* **Task directions**: Nothing but the lines from the one containing "pixel 283 499" to the end of the data should be copied, exactly, and the pictures stay out.

Records from a dataset

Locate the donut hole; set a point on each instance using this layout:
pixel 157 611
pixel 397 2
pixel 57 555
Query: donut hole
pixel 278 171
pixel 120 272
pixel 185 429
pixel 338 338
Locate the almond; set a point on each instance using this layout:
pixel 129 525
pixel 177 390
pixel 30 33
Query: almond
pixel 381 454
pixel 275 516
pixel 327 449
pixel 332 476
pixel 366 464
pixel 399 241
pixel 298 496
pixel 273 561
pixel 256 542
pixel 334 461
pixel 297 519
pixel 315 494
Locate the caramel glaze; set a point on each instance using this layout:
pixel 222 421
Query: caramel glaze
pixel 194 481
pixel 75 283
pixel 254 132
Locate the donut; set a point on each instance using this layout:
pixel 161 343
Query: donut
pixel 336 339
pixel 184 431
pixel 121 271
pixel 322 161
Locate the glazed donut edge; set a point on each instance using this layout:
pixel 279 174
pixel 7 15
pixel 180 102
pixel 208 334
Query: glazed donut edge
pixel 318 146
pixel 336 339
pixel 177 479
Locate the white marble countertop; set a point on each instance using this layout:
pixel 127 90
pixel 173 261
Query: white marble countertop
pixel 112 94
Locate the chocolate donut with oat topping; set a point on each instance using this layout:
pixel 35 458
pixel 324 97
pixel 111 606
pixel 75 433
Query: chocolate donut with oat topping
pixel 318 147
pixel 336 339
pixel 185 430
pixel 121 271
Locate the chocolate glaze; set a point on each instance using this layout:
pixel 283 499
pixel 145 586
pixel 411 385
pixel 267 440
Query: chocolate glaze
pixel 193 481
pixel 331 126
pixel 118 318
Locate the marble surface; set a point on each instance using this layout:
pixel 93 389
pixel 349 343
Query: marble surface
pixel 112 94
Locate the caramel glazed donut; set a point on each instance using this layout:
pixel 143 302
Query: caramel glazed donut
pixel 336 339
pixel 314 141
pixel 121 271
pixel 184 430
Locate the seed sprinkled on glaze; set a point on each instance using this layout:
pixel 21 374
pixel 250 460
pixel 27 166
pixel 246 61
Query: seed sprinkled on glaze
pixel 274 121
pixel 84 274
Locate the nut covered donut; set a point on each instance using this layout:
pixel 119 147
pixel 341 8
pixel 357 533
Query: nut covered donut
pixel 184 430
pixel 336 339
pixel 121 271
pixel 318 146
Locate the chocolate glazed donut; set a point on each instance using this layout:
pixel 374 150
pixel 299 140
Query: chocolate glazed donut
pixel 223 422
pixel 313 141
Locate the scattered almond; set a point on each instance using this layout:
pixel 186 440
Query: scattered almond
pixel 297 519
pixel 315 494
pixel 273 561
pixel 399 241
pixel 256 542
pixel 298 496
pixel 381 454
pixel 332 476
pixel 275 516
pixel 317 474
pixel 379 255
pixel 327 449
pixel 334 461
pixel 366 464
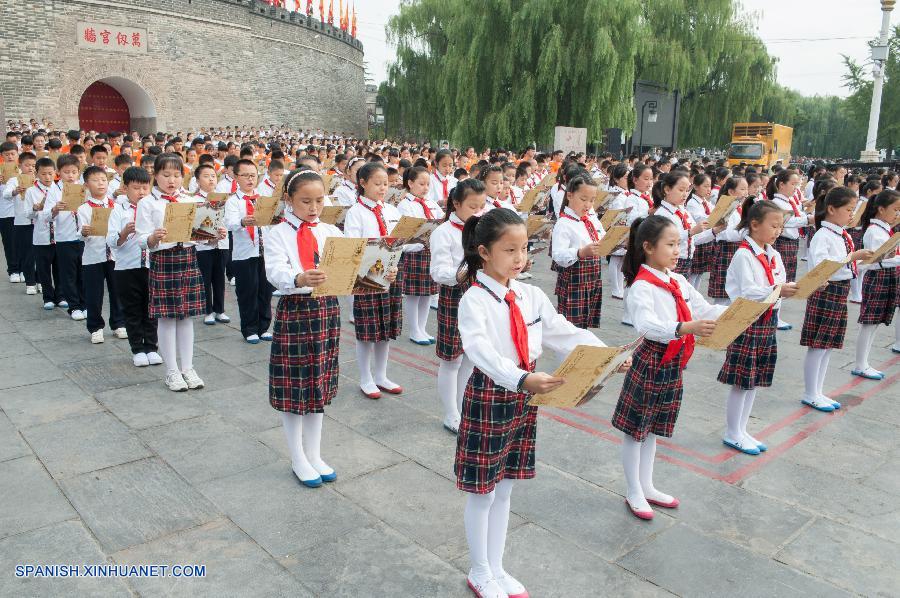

* **Answer section**:
pixel 283 499
pixel 145 586
pixel 411 385
pixel 267 440
Query: chocolate glaze
pixel 193 481
pixel 331 126
pixel 118 318
Locate the marble surface; set a point on each instance using this layout:
pixel 93 389
pixel 349 343
Query: marble surface
pixel 112 94
Locate the caramel glazed donut; set a point on each instance using this layout:
pixel 143 302
Query: caramel glazed donut
pixel 336 339
pixel 314 141
pixel 121 271
pixel 184 430
Locate the seed sprinkled on glaze; set a point on each instance using this layout:
pixel 21 374
pixel 250 460
pixel 27 166
pixel 246 61
Query: seed sprinkled on glaze
pixel 274 121
pixel 84 274
Locate the nut covered donut; set a point on each instance using this layout:
pixel 119 147
pixel 341 8
pixel 357 533
Query: nut covered donut
pixel 184 430
pixel 336 339
pixel 121 271
pixel 318 146
Locate the chocolate glazed donut; set a point on each instance using this layout:
pixel 374 150
pixel 299 140
Query: chocolate glazed donut
pixel 223 422
pixel 313 141
Locate the scattered almond; set a point on each instance using this layout:
pixel 186 440
Query: scattered almond
pixel 297 519
pixel 315 494
pixel 273 561
pixel 399 241
pixel 256 542
pixel 298 496
pixel 381 454
pixel 332 476
pixel 275 516
pixel 317 474
pixel 379 255
pixel 327 449
pixel 334 461
pixel 366 464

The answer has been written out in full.